▶ [Page extract]
##########
This court agreed with the State and rejected the plaintiffs’ claims. After an exhaustive 
review of the constitutional convention debates regarding the purpose of the clause, we 
explained that “[t]he framers of our constitution simply did not intend that [the pension 
protection clause] control the manner in which the state and local governments fund their 
pension obligations.” McNamee, 173 Ill. 2d at 446. Rather, “the purpose of the amendment was 
to clarify and strengthen the right of state and municipal employees to receive their pension 
benefits, but not to control funding.” Id. at 440. We held that the clause “creates an enforceable 
contractual relationship that protects only the right to receive benefits.” Id. at 446. Thus, 
consistent with Lindberg, McNamee and Sklodowski, passing a funding statute that aims to 
provide full funding by increasing the multiplier used to determine the City’s contribution, or 
by changing the method of funding to an actuarially based funding requirement to ensure the 
Funds reach 90% funding by 2055 and beyond does not create a “benefit” protected by the 
pension protection clause. 
¶ 39 
 
Furthermore, we reject the proposition that Public Act 98-641 evinces a legislative intent to 
establish an enforceable contractual right to full actuarial funding that would be protected 
against impairment by subsequent legislation. To address this argument, we begin with the 
understanding that “the principal function of a legislature is not to make contracts, but to make 
laws that establish the policy of the state.” National R.R. Passenger Corp. v. Atchison Topeka 
& Santa Fe Ry. Co., 470 U.S. 451, 466 (1985). These policies are “inherently subject to 
revision and repeal.” Id. Otherwise, “ ‘the essential powers of a legislative body’ ” would be 
drastically limited. A.B.A.T.E. of Illinois, Inc. v. Quinn, 2011 IL 110611, ¶ 34 (quoting 
National R.R. Passenger Corp., 470 U.S. at 466); see also Envirite Corp. v. Illinois 
Environmental Protection Agency, 158 Ill. 2d 210, 215 (1994) (“There is no vested right in the 
continuance of a law. The legislature has an ongoing right to amend a statute.”); Choose Life 
Illinois, Inc. v. White, 547 F.3d 853, 858 n.4 (7th Cir. 2008) (“It is axiomatic that one 
legislature cannot bind a future legislature.”).
##########
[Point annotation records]
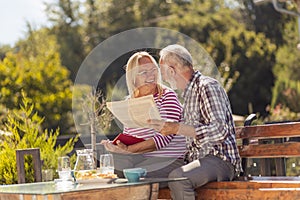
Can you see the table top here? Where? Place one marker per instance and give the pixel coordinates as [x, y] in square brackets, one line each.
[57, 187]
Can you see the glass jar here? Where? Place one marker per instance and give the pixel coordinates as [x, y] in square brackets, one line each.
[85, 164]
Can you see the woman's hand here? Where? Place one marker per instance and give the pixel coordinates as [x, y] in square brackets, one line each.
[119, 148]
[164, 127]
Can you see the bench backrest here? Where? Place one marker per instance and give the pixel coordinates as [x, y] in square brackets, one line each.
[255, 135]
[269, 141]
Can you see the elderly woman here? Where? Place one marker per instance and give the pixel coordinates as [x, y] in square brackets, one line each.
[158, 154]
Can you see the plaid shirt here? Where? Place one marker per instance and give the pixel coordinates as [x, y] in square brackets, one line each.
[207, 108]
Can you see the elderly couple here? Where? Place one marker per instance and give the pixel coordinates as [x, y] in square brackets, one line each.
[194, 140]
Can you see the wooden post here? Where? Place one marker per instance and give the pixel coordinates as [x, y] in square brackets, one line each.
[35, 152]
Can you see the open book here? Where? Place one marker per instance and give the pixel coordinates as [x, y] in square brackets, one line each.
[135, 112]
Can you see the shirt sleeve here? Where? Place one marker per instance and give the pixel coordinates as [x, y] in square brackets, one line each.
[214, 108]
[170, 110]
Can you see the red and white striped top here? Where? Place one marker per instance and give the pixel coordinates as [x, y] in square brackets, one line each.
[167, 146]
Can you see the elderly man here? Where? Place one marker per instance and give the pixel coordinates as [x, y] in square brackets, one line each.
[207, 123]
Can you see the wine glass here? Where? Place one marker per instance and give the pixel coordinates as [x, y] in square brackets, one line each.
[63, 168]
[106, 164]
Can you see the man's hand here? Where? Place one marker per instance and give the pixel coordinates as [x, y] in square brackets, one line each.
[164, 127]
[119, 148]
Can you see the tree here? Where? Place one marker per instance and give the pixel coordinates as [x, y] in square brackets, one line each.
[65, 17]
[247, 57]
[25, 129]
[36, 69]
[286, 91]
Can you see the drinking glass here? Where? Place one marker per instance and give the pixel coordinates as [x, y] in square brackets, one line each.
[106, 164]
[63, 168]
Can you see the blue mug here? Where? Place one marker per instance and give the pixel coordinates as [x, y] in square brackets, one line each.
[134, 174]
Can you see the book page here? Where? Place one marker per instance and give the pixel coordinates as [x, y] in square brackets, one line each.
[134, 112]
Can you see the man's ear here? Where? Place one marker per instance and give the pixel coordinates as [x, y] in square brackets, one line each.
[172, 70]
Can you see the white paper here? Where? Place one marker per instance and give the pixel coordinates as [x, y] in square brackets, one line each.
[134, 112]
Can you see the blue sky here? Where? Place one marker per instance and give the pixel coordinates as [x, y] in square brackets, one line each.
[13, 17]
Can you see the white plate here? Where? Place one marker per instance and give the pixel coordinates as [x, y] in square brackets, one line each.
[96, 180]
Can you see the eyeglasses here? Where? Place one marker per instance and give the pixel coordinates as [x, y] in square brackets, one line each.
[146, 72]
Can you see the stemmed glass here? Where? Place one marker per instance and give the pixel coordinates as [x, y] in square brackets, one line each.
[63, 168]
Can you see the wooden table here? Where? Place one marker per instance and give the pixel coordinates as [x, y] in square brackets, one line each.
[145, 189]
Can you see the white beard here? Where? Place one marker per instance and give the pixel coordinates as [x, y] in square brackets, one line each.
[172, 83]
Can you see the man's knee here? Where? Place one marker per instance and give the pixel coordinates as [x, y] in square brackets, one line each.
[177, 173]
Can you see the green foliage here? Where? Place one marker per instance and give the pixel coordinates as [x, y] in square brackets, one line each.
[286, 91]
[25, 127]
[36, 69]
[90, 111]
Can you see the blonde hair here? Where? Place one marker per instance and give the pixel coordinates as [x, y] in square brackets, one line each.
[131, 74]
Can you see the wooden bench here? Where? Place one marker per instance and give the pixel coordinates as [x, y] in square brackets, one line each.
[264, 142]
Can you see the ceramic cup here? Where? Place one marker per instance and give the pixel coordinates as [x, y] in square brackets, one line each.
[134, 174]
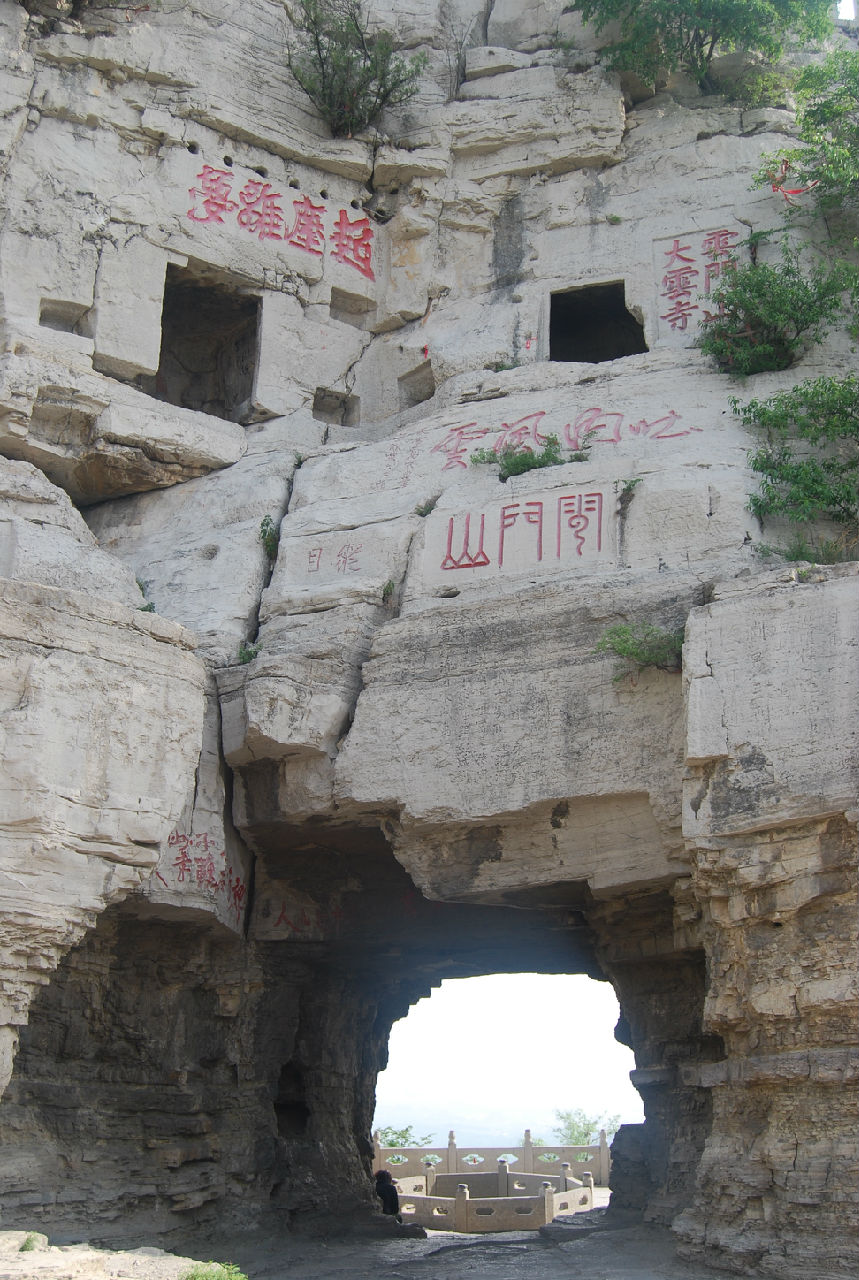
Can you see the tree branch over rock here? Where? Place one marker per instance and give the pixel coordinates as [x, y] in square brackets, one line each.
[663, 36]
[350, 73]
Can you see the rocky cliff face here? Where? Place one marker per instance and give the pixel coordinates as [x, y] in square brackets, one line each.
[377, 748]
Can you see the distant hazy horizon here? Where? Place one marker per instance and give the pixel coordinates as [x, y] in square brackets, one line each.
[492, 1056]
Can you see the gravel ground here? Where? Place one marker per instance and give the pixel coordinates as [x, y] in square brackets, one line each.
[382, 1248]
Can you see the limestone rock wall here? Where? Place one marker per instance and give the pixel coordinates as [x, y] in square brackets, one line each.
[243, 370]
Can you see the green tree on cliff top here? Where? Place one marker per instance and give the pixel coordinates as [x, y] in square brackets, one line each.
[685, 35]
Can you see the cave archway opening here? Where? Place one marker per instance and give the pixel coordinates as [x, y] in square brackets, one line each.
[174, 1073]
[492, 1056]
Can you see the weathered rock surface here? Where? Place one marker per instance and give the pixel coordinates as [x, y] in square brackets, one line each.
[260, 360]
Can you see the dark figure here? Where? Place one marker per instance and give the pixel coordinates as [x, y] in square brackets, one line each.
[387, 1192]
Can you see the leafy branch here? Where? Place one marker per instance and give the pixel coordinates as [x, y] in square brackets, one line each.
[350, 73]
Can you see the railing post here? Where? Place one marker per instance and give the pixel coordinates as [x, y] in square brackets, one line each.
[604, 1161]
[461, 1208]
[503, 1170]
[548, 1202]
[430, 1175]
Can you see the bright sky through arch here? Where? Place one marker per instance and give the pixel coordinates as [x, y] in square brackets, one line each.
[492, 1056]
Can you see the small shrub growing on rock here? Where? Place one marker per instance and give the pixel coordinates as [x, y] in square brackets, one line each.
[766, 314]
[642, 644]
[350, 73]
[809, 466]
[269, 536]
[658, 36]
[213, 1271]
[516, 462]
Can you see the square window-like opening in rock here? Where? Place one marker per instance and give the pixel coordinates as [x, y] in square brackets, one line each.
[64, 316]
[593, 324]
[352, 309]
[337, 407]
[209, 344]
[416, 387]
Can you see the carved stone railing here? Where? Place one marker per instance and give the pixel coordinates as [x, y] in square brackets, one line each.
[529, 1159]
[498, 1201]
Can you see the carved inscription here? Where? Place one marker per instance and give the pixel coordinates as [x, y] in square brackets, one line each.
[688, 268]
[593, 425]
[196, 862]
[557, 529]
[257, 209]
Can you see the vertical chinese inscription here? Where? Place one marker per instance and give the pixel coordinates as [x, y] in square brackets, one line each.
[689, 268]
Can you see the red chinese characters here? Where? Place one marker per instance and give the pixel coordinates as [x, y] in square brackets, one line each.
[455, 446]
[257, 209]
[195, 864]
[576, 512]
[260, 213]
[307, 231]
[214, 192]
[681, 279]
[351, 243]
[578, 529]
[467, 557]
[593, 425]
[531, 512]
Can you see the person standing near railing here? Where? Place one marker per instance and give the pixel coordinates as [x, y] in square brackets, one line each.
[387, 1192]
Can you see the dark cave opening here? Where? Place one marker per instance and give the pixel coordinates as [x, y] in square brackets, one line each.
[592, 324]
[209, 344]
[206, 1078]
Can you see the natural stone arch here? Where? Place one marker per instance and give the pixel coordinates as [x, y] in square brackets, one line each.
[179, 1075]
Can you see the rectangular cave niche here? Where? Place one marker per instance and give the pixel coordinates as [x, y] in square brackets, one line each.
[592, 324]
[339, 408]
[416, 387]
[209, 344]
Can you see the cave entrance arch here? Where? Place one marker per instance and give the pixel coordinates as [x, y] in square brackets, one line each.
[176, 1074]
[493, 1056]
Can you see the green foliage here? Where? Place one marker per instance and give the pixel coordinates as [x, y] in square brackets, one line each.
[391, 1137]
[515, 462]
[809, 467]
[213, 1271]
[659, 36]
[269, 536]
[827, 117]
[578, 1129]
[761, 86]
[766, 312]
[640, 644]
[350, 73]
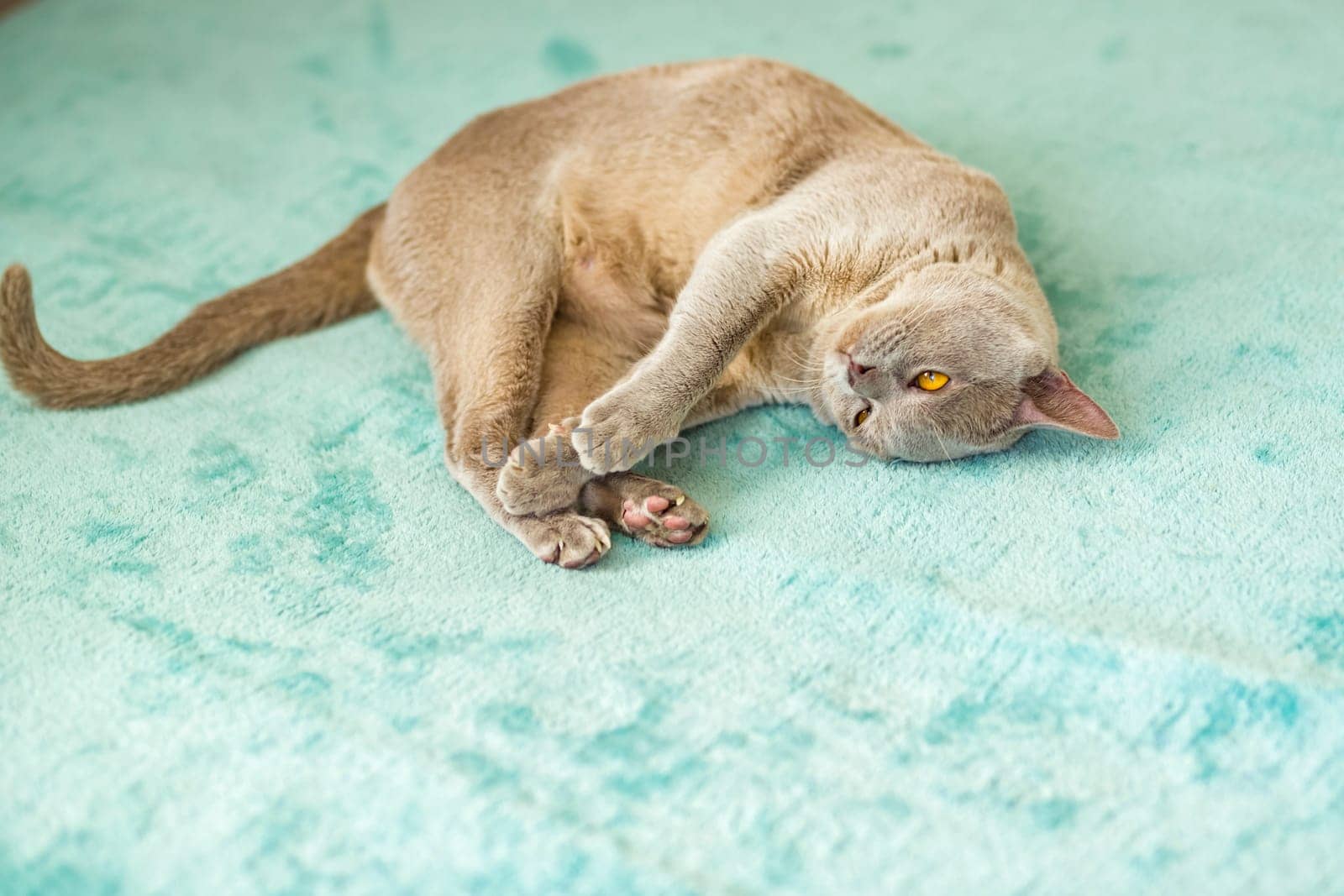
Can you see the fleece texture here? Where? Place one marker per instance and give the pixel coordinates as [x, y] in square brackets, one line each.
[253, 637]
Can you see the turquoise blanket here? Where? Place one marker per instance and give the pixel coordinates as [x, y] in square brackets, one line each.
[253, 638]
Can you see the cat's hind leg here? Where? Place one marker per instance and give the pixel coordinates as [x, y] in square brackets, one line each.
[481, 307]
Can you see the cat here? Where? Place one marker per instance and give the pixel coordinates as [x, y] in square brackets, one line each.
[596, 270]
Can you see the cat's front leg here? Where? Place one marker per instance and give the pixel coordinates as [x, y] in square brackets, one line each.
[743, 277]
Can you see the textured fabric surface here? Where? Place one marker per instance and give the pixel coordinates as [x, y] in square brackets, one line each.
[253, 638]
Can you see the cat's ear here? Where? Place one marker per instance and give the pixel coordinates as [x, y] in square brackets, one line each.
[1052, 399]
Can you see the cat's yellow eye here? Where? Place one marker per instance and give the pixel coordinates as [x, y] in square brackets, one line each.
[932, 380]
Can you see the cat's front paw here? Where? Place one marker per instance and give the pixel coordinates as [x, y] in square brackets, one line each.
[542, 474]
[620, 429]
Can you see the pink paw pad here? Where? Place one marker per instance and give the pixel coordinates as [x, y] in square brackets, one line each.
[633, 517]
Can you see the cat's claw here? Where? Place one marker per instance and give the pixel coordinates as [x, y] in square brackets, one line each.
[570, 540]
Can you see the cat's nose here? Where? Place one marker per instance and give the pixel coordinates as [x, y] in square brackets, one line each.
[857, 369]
##########
▶ [Set tasks]
[A] Answer these questions from the pension funding opinion excerpt above the lines:
(i) According to the court's holding in McNamee, what does the pension protection clause create?
(ii) What funding level, and by what year, is the actuarially based funding requirement meant to ensure the Funds reach?
(iii) Which case, decided in 1994, is quoted as saying "There is no vested right in the continuance of a law"?
[B] Write a continuation of the pension funding opinion excerpt that appears above the lines, picking up right after its final sentence.

▶ [Answers by task]
[A]
(i) An enforceable contractual relationship that protects only the right to receive benefits.
(ii) 90% funding by 2055.
(iii) Envirite Corp. v. Illinois Environmental Protection Agency.

[B]
¶ 40 
 
Based on these principles, it is presumed “that laws do not create private contractual or 
vested rights, but merely declare a policy to be pursued until the legislature ordains otherwise.” 
Sklodowski, 182 Ill. 2d at 231-32 (citing Fumarolo v. Chicago Board of Education, 142 Ill. 2d 
54, 104 (1990)). The presumption that a statute does not create contractual obligations is not 
overcome “absent some clear indication that the legislature intends to bind itself 
contractually,” and that intention must be “clearly and unequivocally expressed.” National 
R.R. Passenger Corp., 470 U.S. at 465-66.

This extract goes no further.